Source document:
Saturday, October 23, 2010

Toothless

Ten years ago today, on October 23, 2000, I flipped over the handlebars of my Razor scooter on the way to school and lost one of my front teeth. I was eleven years old, and in the sixth grade.

Those scooters were really popular around then, and I begged my grandparents for one. My grandfather, having heard that they were dangerous, told me he'd buy one for me as long as I promised to only ride on the sidewalk. That wasn't too smart of him; the scooters were dangerous because of their tiny wheels. It was much safer to ride them in the street, which was smoother than the sidewalk.

Except at this time of year, when there are leaves and branches everywhere. A block away from school, I hit a twig and went flying. I landed face-down on the cement, and it took me a few seconds to realize that my tooth was loose and my bottom lip was all bloody. I just sat there in a daze for a few seconds, and finally, a seventh grader named Martha came over and helped me up. She flagged down a car, and the woman driving gave us tissues from her glove box and offered us a ride to school.

We went to the office and the secretary called my mom. By that point, I was crying and shaking and generally reacting the way you'd think a typical eleven-year-old would, so it was determined that I wouldn't stick around for classes that day. My mom took me to see the dentist, who stitched up my lip and told me that the tooth would probably work its way back into place and that would be the end of it.

Not so.

Dataset content:
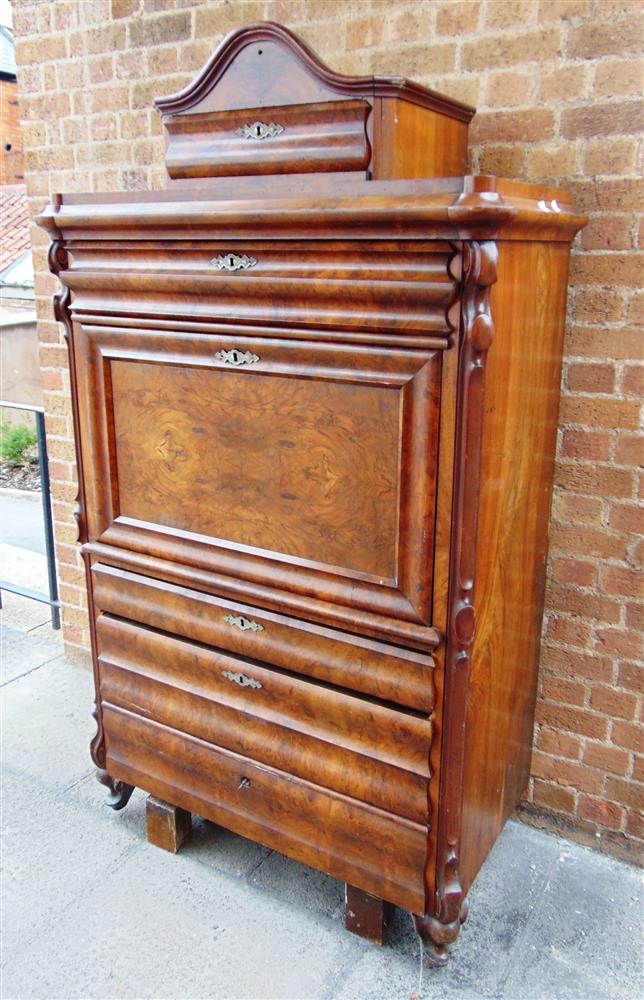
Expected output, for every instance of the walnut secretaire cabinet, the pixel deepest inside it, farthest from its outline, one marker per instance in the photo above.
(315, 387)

Problems to solve:
**A.** Reproduce the passage of the post "Toothless" from "Those scooters were" to "than the sidewalk.".
**B.** Translate this sentence from the post "Toothless" into Spanish: "A block away from school, I hit a twig and went flying."
**C.** According to the post "Toothless," why was it not smart of the grandfather to require riding only on the sidewalk? Answer in one to three sentences.

Answers provided:
**A.**
Those scooters were really popular around then, and I begged my grandparents for one. My grandfather, having heard that they were dangerous, told me he'd buy one for me as long as I promised to only ride on the sidewalk. That wasn't too smart of him; the scooters were dangerous because of their tiny wheels. It was much safer to ride them in the street, which was smoother than the sidewalk.

**B.** A una cuadra de la escuela, choqué con una ramita y salí volando.

**C.** The scooters were dangerous because of their tiny wheels. The street was smoother than the sidewalk, so riding in the street was much safer.